→ To do:
Transcribe all of the records word for word, please, omitting the pictures.

→ Input material:
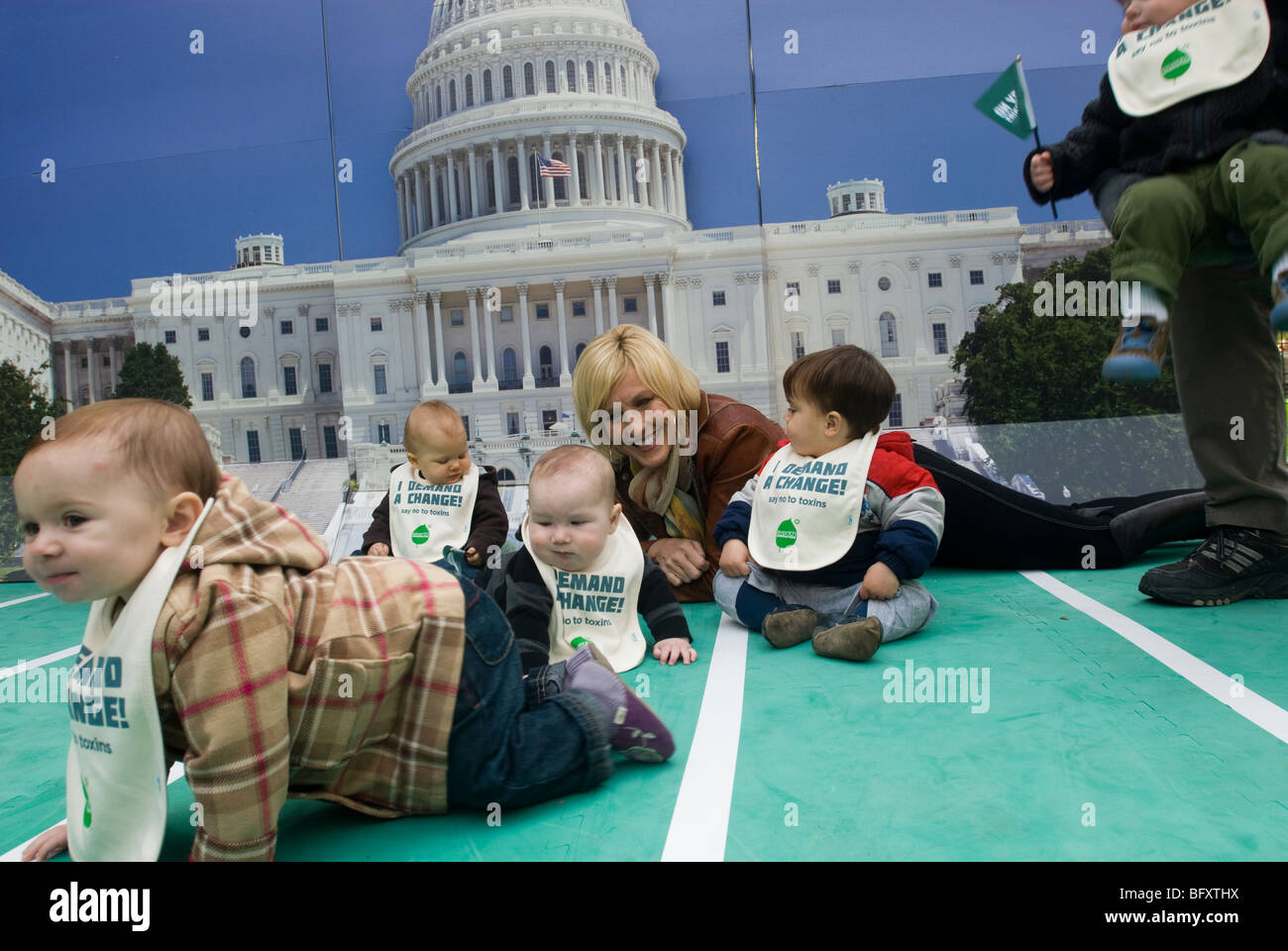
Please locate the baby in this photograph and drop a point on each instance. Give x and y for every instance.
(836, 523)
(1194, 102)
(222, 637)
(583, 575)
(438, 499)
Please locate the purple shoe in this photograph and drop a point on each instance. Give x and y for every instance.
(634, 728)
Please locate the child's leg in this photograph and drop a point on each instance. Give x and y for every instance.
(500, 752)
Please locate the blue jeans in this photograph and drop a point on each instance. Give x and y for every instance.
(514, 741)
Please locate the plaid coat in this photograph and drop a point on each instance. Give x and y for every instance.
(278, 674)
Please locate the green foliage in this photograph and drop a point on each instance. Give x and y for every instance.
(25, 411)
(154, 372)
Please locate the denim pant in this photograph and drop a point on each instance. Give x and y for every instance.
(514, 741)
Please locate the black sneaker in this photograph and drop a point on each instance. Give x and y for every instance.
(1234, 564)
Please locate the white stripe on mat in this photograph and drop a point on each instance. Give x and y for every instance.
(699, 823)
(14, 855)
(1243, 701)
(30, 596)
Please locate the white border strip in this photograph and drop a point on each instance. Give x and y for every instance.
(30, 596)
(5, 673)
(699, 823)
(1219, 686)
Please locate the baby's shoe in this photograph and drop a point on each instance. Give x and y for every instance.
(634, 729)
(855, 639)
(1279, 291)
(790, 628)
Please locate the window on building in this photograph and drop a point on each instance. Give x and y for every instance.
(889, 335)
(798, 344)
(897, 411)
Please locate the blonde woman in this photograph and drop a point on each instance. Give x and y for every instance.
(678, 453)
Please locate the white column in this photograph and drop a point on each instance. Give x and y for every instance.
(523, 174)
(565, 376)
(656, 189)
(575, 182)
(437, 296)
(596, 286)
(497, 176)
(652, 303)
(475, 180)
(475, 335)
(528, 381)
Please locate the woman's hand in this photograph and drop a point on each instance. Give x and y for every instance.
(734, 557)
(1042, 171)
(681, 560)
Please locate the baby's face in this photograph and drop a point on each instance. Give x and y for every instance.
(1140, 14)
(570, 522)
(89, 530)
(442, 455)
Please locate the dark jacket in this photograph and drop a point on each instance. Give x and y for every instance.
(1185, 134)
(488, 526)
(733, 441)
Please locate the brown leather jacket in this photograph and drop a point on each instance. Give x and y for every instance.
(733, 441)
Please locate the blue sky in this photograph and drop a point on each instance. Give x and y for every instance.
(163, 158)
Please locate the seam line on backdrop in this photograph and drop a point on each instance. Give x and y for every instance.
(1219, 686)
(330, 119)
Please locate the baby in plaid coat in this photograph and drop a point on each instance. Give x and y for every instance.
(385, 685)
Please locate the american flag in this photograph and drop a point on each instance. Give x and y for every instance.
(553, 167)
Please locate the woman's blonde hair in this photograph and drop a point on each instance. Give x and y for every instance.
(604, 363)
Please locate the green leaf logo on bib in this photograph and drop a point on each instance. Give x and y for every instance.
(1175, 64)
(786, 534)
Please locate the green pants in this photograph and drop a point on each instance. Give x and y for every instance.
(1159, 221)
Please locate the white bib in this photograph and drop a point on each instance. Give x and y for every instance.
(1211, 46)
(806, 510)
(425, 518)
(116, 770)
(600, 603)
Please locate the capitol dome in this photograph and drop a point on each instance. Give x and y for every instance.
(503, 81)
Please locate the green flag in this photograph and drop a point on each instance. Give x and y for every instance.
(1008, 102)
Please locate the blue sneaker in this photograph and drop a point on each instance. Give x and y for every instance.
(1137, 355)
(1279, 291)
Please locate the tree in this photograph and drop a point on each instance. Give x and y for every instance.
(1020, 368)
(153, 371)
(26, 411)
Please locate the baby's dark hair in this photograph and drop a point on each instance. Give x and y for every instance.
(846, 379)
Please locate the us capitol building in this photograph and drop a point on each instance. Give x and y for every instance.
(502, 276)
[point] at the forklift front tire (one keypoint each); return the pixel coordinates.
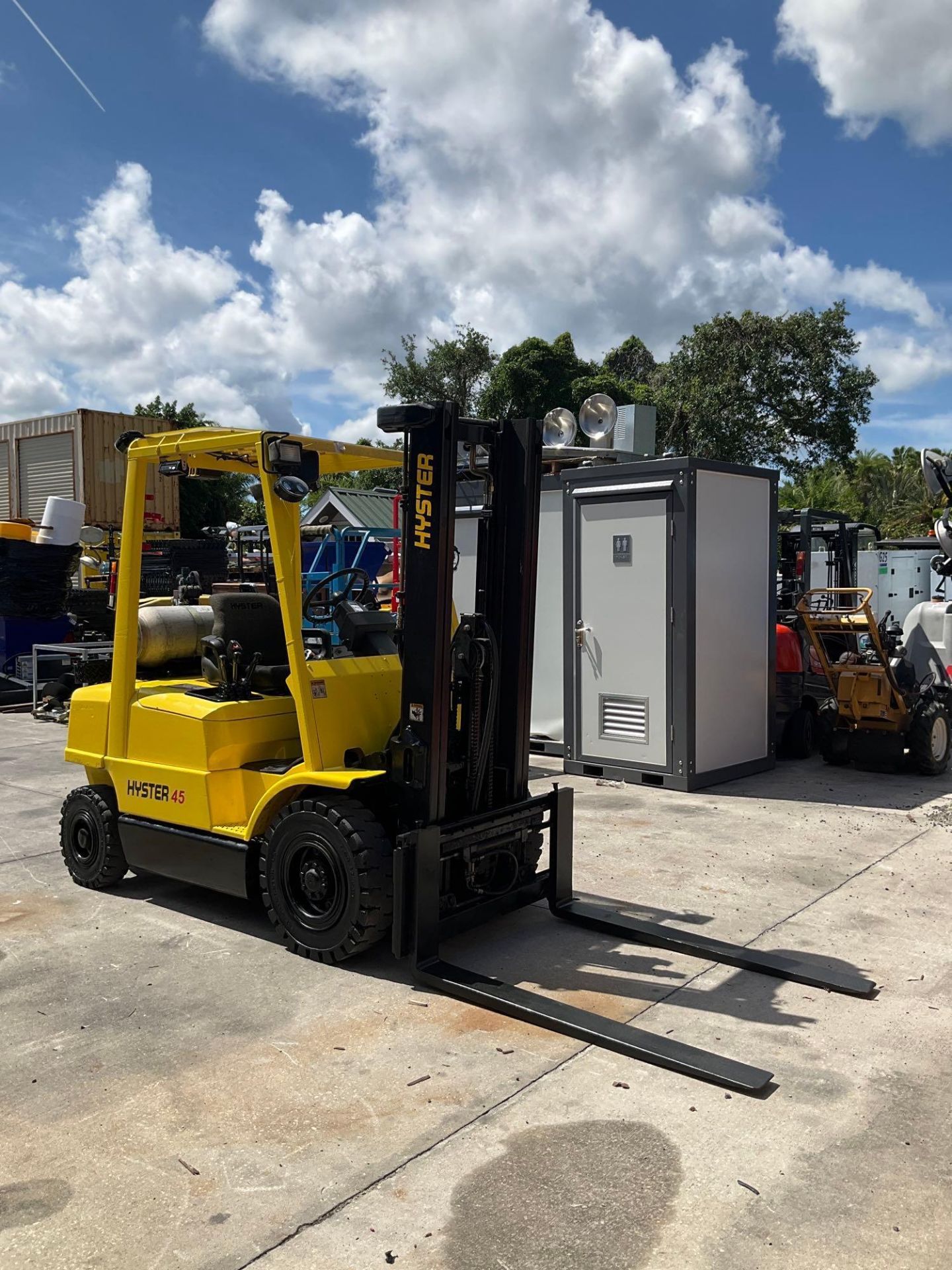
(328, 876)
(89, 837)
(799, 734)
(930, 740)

→ Written solution:
Please locate the baby in this photograph and drop a point on each instance. Give x and y for every instance.
(836, 523)
(1194, 102)
(222, 637)
(583, 575)
(438, 499)
Please locate the purple shoe in this photograph and drop a point on each instance. Give x and y for every instance.
(634, 728)
Please locate the child's leg in this photograph and drop a point on each instance. Give x and y for every instance.
(500, 752)
Please locate the blue jeans in this photograph and drop a point on each instance. Give x and y for every instance.
(514, 741)
Please locate the plaid coat in this photograph and drop a point on each instance. Give x and y for every instance.
(278, 674)
Please locate the green foliage in this photograph and drop a point on each instance. Give x and y for every instance.
(25, 411)
(154, 372)
Please locate the denim pant in this photograph and drop a point on each instance. Give x and y for every instance.
(514, 741)
Please locate the black sneaker in this photograph and drop a point on each instance. Give x and y for every instance.
(1234, 564)
Please locate the white stripe on mat in this photograph and drop a point on each instance. Give x and y for every instance.
(699, 823)
(14, 855)
(1243, 701)
(30, 596)
Please locate the white border strip in this photograph and drop a point on each instance. Give x and y for every instance.
(30, 596)
(5, 673)
(699, 823)
(1219, 686)
Please locate the baby's shoe in this photograph and drop a point on each instance. Give x and y for every instance.
(634, 729)
(855, 639)
(1279, 291)
(790, 628)
Please locate the window on building in this photograph and drop a point on each instance. Give x and y for every instance.
(889, 335)
(798, 344)
(897, 411)
Please locate the blonde woman in this photograph and drop a point on each instance. Give x and y for every instance.
(678, 453)
Please locate the white column in this photograph and drop a point on each instance. Give x and y for every instance.
(523, 174)
(565, 376)
(656, 189)
(575, 182)
(437, 296)
(596, 286)
(497, 176)
(652, 303)
(475, 180)
(475, 335)
(528, 381)
Please locate the woman's hand in this photograph and drop a point on each instance. Give x and y for every instance.
(734, 557)
(1042, 171)
(681, 560)
Please locate the baby's face in this photograph and drop a point on each instance. Give x and y for every instance.
(1140, 14)
(570, 522)
(89, 530)
(442, 455)
Please locate the dark jacket in this photograph and drop a point on each instance. Give x and y for every instance.
(1185, 134)
(488, 526)
(733, 441)
Please locate the brown leather jacket in this photograph and drop a point on each instance. Give x and y for every instance.
(733, 441)
Please locate the blue sky in this photograph and drop a point on each instance. Give x and y for every instance.
(163, 158)
Please locate the seam line on backdrop in this photograph and drop a point on each instance. Give x and y for every instance.
(1219, 686)
(330, 119)
Please locate the baby in plaid coat in this photograph and drop a point on each instance. Give x and y for every instance.
(385, 685)
Please locate the american flag in this photograph and drop a point on each instance. Give x and y for every instance.
(553, 167)
Please locate the woman's blonde hair in this photograph and drop a point on each instance. Give x and y for every instance.
(604, 363)
Please locate the green leaf logo on bib in this photograph and drop a point on each instance. Give x and y for every instance.
(1175, 64)
(786, 534)
Please locate the green pants in this photograph and drop a point on each instance. Give x and y for every instance.
(1159, 221)
Please locate the white bib in this photograph and drop a point on each instance. Give x and y for every instance.
(1211, 46)
(806, 510)
(425, 518)
(116, 770)
(600, 603)
Please locate the capitol dome in this photograph and drop a point on each instance. Give x and y for every instance.
(503, 81)
Please locate the green flag in this photograph and drop a point on each instance. Give x and y for every instance.
(1008, 102)
Please locate the blue sneaker in this photograph and drop a point on each instance. Give x and y for every instance.
(1137, 355)
(1279, 291)
Please locate the tree in this photograph and drop a point on each instance. Give x and y for every instance.
(1020, 368)
(153, 371)
(26, 411)
Please locate the baby's dark hair in this photograph and drop a point on each instance. Give x and y for every instance.
(846, 379)
Please locate the us capitol building in this photograph and drop a point on each instance. Give x and y for every instance.
(502, 276)
[point] at the forklift front tire (one keypoint each); return the pixel coordinates.
(328, 876)
(89, 837)
(799, 734)
(930, 740)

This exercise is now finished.